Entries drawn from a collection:
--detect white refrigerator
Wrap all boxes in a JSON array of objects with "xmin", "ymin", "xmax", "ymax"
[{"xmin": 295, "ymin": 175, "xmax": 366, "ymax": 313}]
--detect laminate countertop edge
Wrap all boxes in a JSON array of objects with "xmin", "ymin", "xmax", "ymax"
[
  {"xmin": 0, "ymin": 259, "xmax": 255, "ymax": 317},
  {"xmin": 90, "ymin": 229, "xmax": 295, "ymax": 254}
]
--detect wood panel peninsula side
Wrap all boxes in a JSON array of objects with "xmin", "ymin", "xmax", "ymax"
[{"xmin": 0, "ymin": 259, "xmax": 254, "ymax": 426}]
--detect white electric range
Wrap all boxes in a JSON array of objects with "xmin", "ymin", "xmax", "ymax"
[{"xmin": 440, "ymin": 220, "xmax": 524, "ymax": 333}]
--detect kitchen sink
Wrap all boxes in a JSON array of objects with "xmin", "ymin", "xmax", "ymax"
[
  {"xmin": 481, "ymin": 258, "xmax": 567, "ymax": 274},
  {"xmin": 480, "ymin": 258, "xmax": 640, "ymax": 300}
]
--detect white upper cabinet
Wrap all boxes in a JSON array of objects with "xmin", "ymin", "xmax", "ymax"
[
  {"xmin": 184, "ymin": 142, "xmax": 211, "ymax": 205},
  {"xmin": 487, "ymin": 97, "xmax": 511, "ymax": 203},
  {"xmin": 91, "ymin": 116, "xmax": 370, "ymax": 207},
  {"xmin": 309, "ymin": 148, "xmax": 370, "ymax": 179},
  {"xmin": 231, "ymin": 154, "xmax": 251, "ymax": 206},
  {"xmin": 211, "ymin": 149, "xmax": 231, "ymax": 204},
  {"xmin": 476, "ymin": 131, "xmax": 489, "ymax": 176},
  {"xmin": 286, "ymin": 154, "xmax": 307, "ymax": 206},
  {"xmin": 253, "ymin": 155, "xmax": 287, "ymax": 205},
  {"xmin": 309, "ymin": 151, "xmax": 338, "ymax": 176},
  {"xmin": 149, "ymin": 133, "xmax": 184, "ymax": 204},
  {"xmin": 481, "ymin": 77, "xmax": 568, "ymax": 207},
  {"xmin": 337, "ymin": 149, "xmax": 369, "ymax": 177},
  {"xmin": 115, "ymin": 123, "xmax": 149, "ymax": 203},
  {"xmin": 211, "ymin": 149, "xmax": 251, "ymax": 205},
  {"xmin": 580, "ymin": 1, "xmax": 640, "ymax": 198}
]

▸ SET EXERCISE
Please format every line of the items above as a JSON list of strings, with one string per line and blank lines left out.

▸ TASK ANSWER
[
  "--detect white refrigerator",
  "Wrap all boxes in a JSON array of objects with \"xmin\", \"ymin\", \"xmax\", \"ymax\"",
  "[{\"xmin\": 295, \"ymin\": 175, \"xmax\": 366, \"ymax\": 313}]",
  "--detect laminate countertop edge",
  "Wrap all boxes in a JSON array of objects with \"xmin\", \"ymin\", \"xmax\", \"ymax\"",
  "[",
  "  {\"xmin\": 0, \"ymin\": 259, \"xmax\": 255, \"ymax\": 317},",
  "  {\"xmin\": 90, \"ymin\": 229, \"xmax\": 295, \"ymax\": 254}",
  "]",
  "--detect wood panel peninsula side",
  "Wrap all boxes in a JSON array of objects with \"xmin\", \"ymin\", \"xmax\", \"ymax\"",
  "[{\"xmin\": 0, \"ymin\": 259, \"xmax\": 254, \"ymax\": 426}]",
  "--detect white electric range",
  "Wrap all boxes in a JSON array of objects with \"xmin\", \"ymin\", \"xmax\", \"ymax\"",
  "[{\"xmin\": 440, \"ymin\": 220, \"xmax\": 524, \"ymax\": 333}]",
  "--detect kitchen sink",
  "Wrap all boxes in a JSON array of objects with \"xmin\", \"ymin\", \"xmax\", \"ymax\"",
  "[",
  "  {\"xmin\": 481, \"ymin\": 258, \"xmax\": 567, \"ymax\": 274},",
  "  {\"xmin\": 480, \"ymin\": 258, \"xmax\": 640, \"ymax\": 300}",
  "]",
  "--detect white upper cabinet",
  "Wrap all boxes in a JSON array of objects with \"xmin\", \"ymin\", \"xmax\", \"ymax\"",
  "[",
  "  {\"xmin\": 184, \"ymin\": 142, \"xmax\": 211, \"ymax\": 205},",
  "  {\"xmin\": 487, \"ymin\": 97, \"xmax\": 511, \"ymax\": 203},",
  "  {\"xmin\": 91, \"ymin\": 116, \"xmax\": 370, \"ymax\": 207},",
  "  {\"xmin\": 309, \"ymin\": 148, \"xmax\": 370, \"ymax\": 179},",
  "  {\"xmin\": 231, \"ymin\": 154, \"xmax\": 251, \"ymax\": 206},",
  "  {\"xmin\": 211, \"ymin\": 149, \"xmax\": 231, \"ymax\": 204},",
  "  {\"xmin\": 476, \"ymin\": 131, \"xmax\": 489, \"ymax\": 176},",
  "  {\"xmin\": 286, \"ymin\": 154, \"xmax\": 307, \"ymax\": 206},",
  "  {\"xmin\": 253, \"ymin\": 155, \"xmax\": 287, \"ymax\": 205},",
  "  {\"xmin\": 309, \"ymin\": 151, \"xmax\": 338, \"ymax\": 176},",
  "  {\"xmin\": 149, \"ymin\": 133, \"xmax\": 184, \"ymax\": 204},",
  "  {\"xmin\": 481, \"ymin\": 77, \"xmax\": 568, \"ymax\": 207},",
  "  {\"xmin\": 337, \"ymin\": 149, \"xmax\": 369, \"ymax\": 177},",
  "  {\"xmin\": 115, \"ymin\": 123, \"xmax\": 149, \"ymax\": 203},",
  "  {\"xmin\": 211, \"ymin\": 149, \"xmax\": 251, \"ymax\": 205},",
  "  {\"xmin\": 580, \"ymin\": 1, \"xmax\": 640, \"ymax\": 198}",
  "]"
]